● **課題一覧**:
- a) 『ほのぼのお徒歩日記』の紹介文から、「江戸時代の人たちが歩いた道を」で始まり「順(p.49)」になります。」に至るまでの部分を、一字も変えずに書き写してください。
- b) 『ほのぼのお徒歩日記』の紹介文を、最後の文の後から書き継ぐこと。

● **文書抜粋**:
==================================================

「ほのぼのお徒歩日記」 宮部みゆき 著 新潮文庫
宮部みゆきさんの小説以外の初めての本。最初に出た平成版にその25年後の令和版を加えて文庫化してます。
「徒歩」とは、「かち」と読みます。
江戸時代の人たちが歩いた道を、実際に歩いてみようということで始まった企画なのだそうですが、やがては善光寺参り、伊勢参りまでお徒歩範囲は広がります。
昔の人はよく歩いたもんだねと思います。しかし、宮部さんたちお徒歩一行は、途中で早駕籠「タクシー」に乗ってしまうこともありという、時々ゆるゆる旅です。
其ノ弍「罪人は季節を選べぬ引廻し」は興味深かったです。引廻しには2つのコースがあって、ひとつは、「江戸中引廻」で、「牢屋敷から出て牢屋敷に戻るというコース(p.48)」、もうひとつのコースが、「五ヵ所引廻」で、「牢屋敷を出たら、日本橋、赤坂御門、四谷御門、筋違橋および両国橋という五つのポイントを通りながら、お仕置き場つまり刑場である小塚原や鈴ヶ森に到るという道順(p.49)」になります。

==================================================

● **抜粋データ**:
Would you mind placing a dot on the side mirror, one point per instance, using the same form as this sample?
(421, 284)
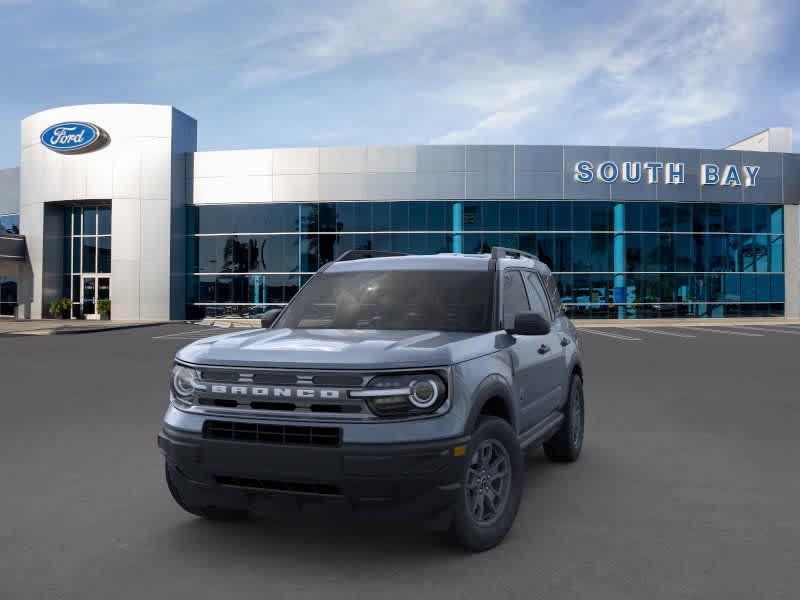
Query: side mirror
(268, 318)
(530, 323)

==================================================

● **記述回答**:
- a)
江戸時代の人たちが歩いた道を、実際に歩いてみようということで始まった企画なのだそうですが、やがては善光寺参り、伊勢参りまでお徒歩範囲は広がります。
昔の人はよく歩いたもんだねと思います。しかし、宮部さんたちお徒歩一行は、途中で早駕籠「タクシー」に乗ってしまうこともありという、時々ゆるゆる旅です。
其ノ弍「罪人は季節を選べぬ引廻し」は興味深かったです。引廻しには2つのコースがあって、ひとつは、「江戸中引廻」で、「牢屋敷から出て牢屋敷に戻るというコース(p.48)」、もうひとつのコースが、「五ヵ所引廻」で、「牢屋敷を出たら、日本橋、赤坂御門、四谷御門、筋違橋および両国橋という五つのポイントを通りながら、お仕置き場つまり刑場である小塚原や鈴ヶ森に到るという道順(p.49)」になります。

- b)
引廻しは、江戸時代の人々にとって、ある種のイベントだったようです。けっこう、面白がって観るべきものであった(p.59)という話もあるのだそうです。
宮部さんは深川出身なのだそうです。しかし、今や東京の下町も江戸情緒が少なくなってきています。
僕も、神田で働いている時、神社がビルに挟まれて申し訳なさそうに建っているのを見たことがあります。
夜の暗闇も、ビルの灯りにとって代わられ、もはや存在しなくなりました。
宮部さんは言います。
「各地に流布する「七不思議」も、昔はどこの町にもひとつはあった「お化け屋敷」も、みんな一定の機能を持っていたのではないかということです。 それはどんな機能か。人間と、人間が寄り集まって住む場所には必ず生じる「魔」を吸収し、それを封じるという働きであります。(p.186)」
闇は必要なのですよ。きっと。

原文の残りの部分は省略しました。